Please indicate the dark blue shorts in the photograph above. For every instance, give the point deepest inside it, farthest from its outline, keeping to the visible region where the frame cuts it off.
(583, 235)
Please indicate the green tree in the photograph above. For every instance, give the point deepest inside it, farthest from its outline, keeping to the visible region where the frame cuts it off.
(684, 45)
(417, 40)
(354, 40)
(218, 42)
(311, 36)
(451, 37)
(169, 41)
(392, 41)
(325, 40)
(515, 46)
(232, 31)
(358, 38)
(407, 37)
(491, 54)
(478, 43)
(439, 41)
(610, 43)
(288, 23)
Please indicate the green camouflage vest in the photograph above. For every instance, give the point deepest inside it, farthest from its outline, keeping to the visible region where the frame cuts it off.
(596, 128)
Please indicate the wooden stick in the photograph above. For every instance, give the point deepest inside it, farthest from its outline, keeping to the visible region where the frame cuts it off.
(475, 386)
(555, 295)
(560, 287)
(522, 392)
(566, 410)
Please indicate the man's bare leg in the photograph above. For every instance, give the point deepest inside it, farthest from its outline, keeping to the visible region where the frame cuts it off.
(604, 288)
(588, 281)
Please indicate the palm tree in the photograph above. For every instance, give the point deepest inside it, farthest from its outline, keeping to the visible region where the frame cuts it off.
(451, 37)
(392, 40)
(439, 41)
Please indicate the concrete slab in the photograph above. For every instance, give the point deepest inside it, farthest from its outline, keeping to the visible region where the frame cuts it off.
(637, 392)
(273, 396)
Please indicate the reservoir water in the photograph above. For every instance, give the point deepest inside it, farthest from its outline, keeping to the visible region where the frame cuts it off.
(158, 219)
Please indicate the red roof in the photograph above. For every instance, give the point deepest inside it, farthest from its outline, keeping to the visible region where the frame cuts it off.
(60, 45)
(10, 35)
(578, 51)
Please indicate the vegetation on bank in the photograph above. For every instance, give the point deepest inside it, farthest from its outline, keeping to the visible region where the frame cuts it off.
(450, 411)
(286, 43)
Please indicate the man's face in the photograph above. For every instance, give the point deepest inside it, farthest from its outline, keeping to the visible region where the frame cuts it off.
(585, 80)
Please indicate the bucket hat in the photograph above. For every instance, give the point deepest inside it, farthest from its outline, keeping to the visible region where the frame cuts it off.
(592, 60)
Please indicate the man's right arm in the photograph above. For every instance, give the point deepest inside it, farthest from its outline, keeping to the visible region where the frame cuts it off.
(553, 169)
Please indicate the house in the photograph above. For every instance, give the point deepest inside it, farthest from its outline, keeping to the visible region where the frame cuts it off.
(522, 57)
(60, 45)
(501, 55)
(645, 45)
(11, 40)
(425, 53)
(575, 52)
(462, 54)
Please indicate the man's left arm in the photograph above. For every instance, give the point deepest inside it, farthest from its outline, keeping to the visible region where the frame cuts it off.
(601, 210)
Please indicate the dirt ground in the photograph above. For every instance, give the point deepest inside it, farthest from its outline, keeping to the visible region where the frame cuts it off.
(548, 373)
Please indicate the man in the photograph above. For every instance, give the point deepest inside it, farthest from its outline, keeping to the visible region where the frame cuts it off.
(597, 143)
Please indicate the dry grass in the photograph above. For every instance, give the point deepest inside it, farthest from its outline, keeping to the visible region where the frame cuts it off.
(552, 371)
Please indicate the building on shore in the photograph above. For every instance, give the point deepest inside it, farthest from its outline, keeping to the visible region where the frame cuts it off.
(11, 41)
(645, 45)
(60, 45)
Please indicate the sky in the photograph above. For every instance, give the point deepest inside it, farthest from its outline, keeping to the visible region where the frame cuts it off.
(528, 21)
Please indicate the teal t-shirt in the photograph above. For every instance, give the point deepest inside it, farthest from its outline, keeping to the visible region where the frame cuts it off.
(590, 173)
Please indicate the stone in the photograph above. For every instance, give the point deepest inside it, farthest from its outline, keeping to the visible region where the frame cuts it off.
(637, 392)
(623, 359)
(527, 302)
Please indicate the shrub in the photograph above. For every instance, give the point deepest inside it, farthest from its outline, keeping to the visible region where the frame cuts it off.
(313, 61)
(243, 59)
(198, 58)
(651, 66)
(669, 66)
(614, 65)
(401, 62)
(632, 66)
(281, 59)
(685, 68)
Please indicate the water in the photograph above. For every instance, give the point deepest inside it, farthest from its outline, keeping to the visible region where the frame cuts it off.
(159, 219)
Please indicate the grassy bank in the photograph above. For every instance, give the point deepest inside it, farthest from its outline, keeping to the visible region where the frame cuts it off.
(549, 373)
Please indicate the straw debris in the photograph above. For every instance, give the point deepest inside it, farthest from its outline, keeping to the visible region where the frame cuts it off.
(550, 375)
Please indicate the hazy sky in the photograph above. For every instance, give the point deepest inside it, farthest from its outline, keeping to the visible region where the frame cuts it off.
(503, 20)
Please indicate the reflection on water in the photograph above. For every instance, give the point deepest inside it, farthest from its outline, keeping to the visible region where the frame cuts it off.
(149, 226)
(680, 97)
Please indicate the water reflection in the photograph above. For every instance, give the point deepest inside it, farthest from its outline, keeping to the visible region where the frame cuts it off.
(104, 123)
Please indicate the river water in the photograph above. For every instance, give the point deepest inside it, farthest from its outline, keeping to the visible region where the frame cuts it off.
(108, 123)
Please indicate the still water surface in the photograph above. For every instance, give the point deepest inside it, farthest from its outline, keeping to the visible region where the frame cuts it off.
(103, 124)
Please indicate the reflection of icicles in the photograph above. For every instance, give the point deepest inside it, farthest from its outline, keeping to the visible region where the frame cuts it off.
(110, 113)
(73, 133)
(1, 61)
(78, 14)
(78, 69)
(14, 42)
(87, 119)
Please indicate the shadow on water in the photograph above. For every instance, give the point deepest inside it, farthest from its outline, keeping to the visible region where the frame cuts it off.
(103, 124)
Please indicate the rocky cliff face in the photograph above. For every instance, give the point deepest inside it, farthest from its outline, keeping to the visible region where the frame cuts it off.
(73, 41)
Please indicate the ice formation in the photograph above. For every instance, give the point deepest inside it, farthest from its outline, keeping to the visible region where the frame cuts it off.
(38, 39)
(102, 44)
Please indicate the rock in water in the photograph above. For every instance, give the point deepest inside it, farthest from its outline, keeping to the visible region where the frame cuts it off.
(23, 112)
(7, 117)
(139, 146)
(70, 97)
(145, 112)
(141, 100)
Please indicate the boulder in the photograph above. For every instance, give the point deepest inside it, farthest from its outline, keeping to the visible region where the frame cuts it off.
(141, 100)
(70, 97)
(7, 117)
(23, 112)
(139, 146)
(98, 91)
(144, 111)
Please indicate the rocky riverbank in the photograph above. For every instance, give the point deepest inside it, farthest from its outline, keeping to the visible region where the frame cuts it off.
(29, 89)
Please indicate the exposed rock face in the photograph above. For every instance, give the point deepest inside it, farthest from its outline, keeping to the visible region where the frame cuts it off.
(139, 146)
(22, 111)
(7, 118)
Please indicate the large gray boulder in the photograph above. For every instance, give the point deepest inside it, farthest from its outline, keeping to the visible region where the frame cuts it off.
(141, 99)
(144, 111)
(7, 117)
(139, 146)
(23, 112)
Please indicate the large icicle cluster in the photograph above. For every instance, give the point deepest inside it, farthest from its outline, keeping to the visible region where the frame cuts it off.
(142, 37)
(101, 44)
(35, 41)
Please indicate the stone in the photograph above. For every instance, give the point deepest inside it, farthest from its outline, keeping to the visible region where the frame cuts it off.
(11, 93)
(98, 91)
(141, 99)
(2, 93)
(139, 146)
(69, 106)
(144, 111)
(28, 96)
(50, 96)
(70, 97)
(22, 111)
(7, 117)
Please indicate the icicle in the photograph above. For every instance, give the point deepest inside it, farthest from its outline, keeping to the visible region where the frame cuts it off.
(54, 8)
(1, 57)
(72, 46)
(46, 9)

» What to work on
Output all of the data without altering a single line.

» Your solution
Please indicate the dark blue shorts in the photograph above. For every instance, give the point deepest inside it, farthest from its outline, keeping to the visible region where the frame cuts it off.
(583, 235)
Please indicate the green tree in the photograph above. For every instance, give the point deepest inside it, farthest from its outline, keeping to the visible region where the frame cuts it off.
(684, 45)
(417, 40)
(354, 40)
(218, 42)
(311, 36)
(451, 37)
(169, 41)
(392, 41)
(325, 40)
(515, 46)
(232, 31)
(358, 38)
(407, 37)
(491, 54)
(478, 43)
(439, 41)
(610, 43)
(288, 23)
Please indicate the green camouflage vest in the photograph above. For every instance, give the point deepest inside it, farthest from its outline, keeping to the visible region where the frame cuts it off.
(596, 128)
Please indicate the wooden stick in the photograph above. For every instance, give the point deepest inside it, farthest from its outline, keeping to the visible region where the frame cuts it off.
(475, 386)
(555, 295)
(560, 287)
(522, 392)
(566, 410)
Please indicate the man's bare leg in the photograph above. For every instance, give the point deepest inside it, farthest from its outline, keeping to the visible region where the frame cuts it off.
(604, 288)
(588, 281)
Please indicate the palm tree in the photograph above. For every instance, give the point deepest inside it, farthest from its outline, keeping to the visible region where the frame cuts it off.
(451, 37)
(392, 40)
(439, 41)
Please indicate the concrete slab in the photograph above. For every instance, give the point deepest inside it, farthest from its outline, keeping to the visible region where the frame cuts it off.
(637, 392)
(273, 396)
Please indicate the reservoir water in the photograph above. For every instance, give the point deepest inside it, farthest from its outline, keeping to the visible region where the frame cuts it off.
(158, 219)
Please indicate the red roof in the photograph above. For every instance, give the point deepest inside it, farthest from its outline, keeping to the visible region where the frame cuts it off.
(60, 45)
(10, 35)
(578, 51)
Please indicate the vegetation on bank in the photograph above. For every instance, give the point deepest inside it, farthest from its outline, keeping to the visible region where the frame cuts it off.
(450, 411)
(286, 43)
Please indicate the man's face in the photograph above. For every instance, give the point deepest inside it, farthest from its outline, keeping to the visible region where the frame cuts it off.
(585, 80)
Please indicate the bucket hat in the photograph above. For every instance, give the point deepest inside it, farthest from its outline, keeping to the visible region where the frame cuts it off.
(592, 60)
Please indicate the man's right arm in the photograph above. For every instance, give the point deepest inside it, farthest from its outline, keeping to the visible region where the frame cuts it off.
(553, 169)
Please indicate the house in the photograph above. For every instance, give the point deepest inside it, farthest from its outline, keeping to the visible region where the frame cuts it off.
(522, 57)
(60, 45)
(501, 55)
(645, 45)
(11, 40)
(425, 53)
(575, 52)
(462, 54)
Please indicate the man's left arm in the photograph above. For every instance, give the point deepest inside it, farthest from its outline, keeping to the visible region where the frame cuts it off.
(601, 210)
Please indicate the dirt ground in the photograph above. For every instance, give the point deepest inside it, farthest from its outline, keeping to the visible region where the frame cuts it off.
(548, 373)
Please indicate the man in the photograph above. For every instance, give the point deepest inside it, farthest from its outline, keeping to the visible region where the frame cuts it off.
(597, 143)
Please indicate the dry grass in the photograph above. For every instance, give the point deepest inside it, farthest from its outline, keeping to the visible region where the frame cuts it off.
(552, 371)
Please indicate the building on shore in the photograph above. For every instance, give the point deepest inside it, farthest from its outline, keeping to the visible region where the frame cuts it off.
(11, 41)
(645, 45)
(60, 45)
Please indicate the sky in the photograph above. For every instance, give the point deepest inside it, farthest from its outline, keeping to the visible region where the frame cuts it off.
(528, 21)
Please indicate the teal t-shirt in the photograph above. For every instance, give the point deepest inside it, farthest from its outline, keeping to the visible region where the frame cuts it off.
(590, 173)
Please indicate the stone in the photograph above. For every instance, give the point deepest inside it, farthest from its outline, keeping to the visible region where the frame cuts it off.
(637, 392)
(623, 359)
(527, 302)
Please indicate the shrub in the photograph above. For every instance, give the point deepest inside it, farthest from its outline, keeping to the visible region where the frame cuts it off.
(313, 61)
(243, 59)
(198, 58)
(651, 66)
(669, 66)
(614, 65)
(401, 62)
(632, 66)
(281, 59)
(685, 68)
Please indicate the water in the photograph above. For every instance, give the point deepest inside it, farthest from its outline, keeping to the visible region where the frame cuts it off.
(159, 219)
Please indicate the grassy bank in the photograph above. For every instance, give the point deepest inside it, farthest from its outline, keeping to the visible region where the frame cuts it off.
(549, 373)
Please indicate the straw debris in the photograph above. For every instance, give the point deepest inside it, farthest from its outline, keeping to the visible region where the frame cuts it off.
(550, 375)
Please indicate the hazy sky in the photograph above. For every instance, give the point deepest inside it, farthest from its outline, keeping to the visible region where the frame cuts it off.
(503, 20)
Please indicate the reflection on water in the photograph above. For every instance, give the point deepest inside it, farthest from its outline, keeping to the visible region where the frame cuts it off.
(149, 226)
(680, 97)
Please indicate the water reflection in the photograph above. For every instance, give the point deepest inside it, farthest from its outline, keeping to the visible region where the frame cuts it off.
(104, 123)
Please indicate the river water in the photograph above. For every instance, give the point deepest inside it, farthest from its outline, keeping to the visible region where the frame cuts it off.
(108, 123)
Please indicate the still water surface in the photograph above. For every instance, give the point deepest inside it, farthest from its outline, keeping to the visible region where the frame cuts it off.
(103, 124)
Please indicate the reflection of icicles in the photograph above. For every instance, give the point deepest inside it, farthest from its outline, keeping to the visible region where the frame cuts it off.
(110, 113)
(73, 133)
(1, 61)
(78, 14)
(78, 69)
(14, 42)
(87, 119)
Please indicate the shadow on water in the photograph above. For every instance, give the point deepest inside it, farthest from its outline, keeping to the visible region where the frame cuts it off.
(103, 124)
Please indicate the rocky cliff face in the photograph above. For every instance, give the point deepest inside it, farthest from its outline, keeping to the visible region where the frame cuts it off.
(73, 41)
Please indicate the ice formation in the photograph above. For every instance, give the point deepest inside it, farthest from its outline, keeping to the visible region where the frame cuts it off.
(38, 39)
(102, 44)
Please indicate the rock in water in the photograph above. For every instance, give the point deepest inside it, farthest from its outline, keeping to the visible region where the frame cuts it off.
(23, 112)
(7, 117)
(139, 146)
(70, 97)
(145, 112)
(141, 100)
Please indicate the boulder in the photograph above. For every instance, give the point deepest inside it, farthest from its outline, keeping to the visible region where the frame cuts it off.
(141, 100)
(70, 97)
(7, 117)
(23, 112)
(139, 146)
(98, 91)
(144, 111)
Please indicate the rocky riverbank in the photograph above. For every instance, give the point deepest inside it, farthest from its outline, keeping to the visible region where the frame cuts it off.
(29, 89)
Please indicate the exposed rock face in the photograph above. For every instance, give the point deepest inside it, farthest from its outline, keeping to the visible region where the frame cuts it off.
(139, 146)
(22, 111)
(7, 118)
Please indicate the large gray boulder in the photograph above. For every instance, give the point deepest inside it, farthest from its outline, keeping to the visible region where the frame cuts it off.
(141, 99)
(144, 111)
(7, 117)
(139, 146)
(23, 112)
Please indicate the large icicle cluster in the photograph above. For every instance, give the point deepest inside it, farthest from its outline, keeping to the visible region where the frame cuts it off.
(142, 37)
(101, 44)
(35, 41)
Please indicate the stone in the photograph above. For every instance, give the point deepest inside it, farthest from its outline, keeping to the visible region where the frame cuts it off.
(11, 93)
(98, 91)
(141, 99)
(2, 93)
(139, 146)
(69, 106)
(144, 111)
(28, 96)
(50, 96)
(70, 97)
(22, 111)
(7, 117)
Please indicate the icicle in the photograph above. For every instance, give the point deepest inside it, farthest from its outline, keeping to the visible region where the frame cuts it off.
(54, 8)
(1, 57)
(72, 46)
(46, 9)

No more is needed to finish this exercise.